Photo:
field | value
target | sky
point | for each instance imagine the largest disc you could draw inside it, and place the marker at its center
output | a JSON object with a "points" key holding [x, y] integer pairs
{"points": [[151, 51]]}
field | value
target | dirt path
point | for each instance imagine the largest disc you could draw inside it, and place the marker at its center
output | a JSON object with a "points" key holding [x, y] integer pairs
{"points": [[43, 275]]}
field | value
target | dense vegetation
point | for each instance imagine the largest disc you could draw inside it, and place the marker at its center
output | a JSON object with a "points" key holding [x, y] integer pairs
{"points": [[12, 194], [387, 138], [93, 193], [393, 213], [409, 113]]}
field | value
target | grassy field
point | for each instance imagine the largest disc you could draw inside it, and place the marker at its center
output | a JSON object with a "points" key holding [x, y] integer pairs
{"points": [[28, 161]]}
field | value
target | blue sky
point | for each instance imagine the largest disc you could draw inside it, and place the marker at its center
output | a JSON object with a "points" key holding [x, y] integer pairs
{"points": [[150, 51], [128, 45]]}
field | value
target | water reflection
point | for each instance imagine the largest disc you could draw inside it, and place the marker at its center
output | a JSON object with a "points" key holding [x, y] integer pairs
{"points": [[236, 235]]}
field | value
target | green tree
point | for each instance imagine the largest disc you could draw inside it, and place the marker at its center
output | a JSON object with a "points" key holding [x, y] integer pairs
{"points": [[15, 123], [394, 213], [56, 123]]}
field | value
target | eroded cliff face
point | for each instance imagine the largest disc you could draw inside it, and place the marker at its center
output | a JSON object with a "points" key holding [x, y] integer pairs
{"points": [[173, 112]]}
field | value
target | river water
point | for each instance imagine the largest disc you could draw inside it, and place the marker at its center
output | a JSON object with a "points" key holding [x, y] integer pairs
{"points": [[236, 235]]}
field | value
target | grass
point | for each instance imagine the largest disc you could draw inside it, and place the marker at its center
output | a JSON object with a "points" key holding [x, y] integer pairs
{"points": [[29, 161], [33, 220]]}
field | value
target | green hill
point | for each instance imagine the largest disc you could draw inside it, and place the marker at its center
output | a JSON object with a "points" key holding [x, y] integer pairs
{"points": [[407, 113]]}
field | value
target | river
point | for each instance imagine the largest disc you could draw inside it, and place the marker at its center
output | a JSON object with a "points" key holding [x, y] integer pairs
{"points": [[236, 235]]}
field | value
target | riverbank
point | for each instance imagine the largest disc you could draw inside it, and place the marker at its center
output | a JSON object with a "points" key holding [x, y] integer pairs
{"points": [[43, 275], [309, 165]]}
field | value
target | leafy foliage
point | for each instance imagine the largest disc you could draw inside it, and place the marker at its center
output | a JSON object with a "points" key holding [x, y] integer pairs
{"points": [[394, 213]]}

_____

## INSTRUCTIONS FOR THE TASK
Set down nothing but the lines from the one with "target | riverbank" through the end of the records, keeping each line exactly as written and including both ends.

## RESPONSE TO THE TASK
target | riverbank
point | for each instance imagine the largest disc you could draw inside it, and place the marker at its center
output | a JSON object with a "points" key holding [x, y] integer pairs
{"points": [[43, 275], [309, 165]]}
field | value
target | leafy foliage
point | for each instance imagine the largest disc you could draw inside it, and place the marker at its center
output | a JSON object with a "points" key holding [x, y] integer pairs
{"points": [[394, 213]]}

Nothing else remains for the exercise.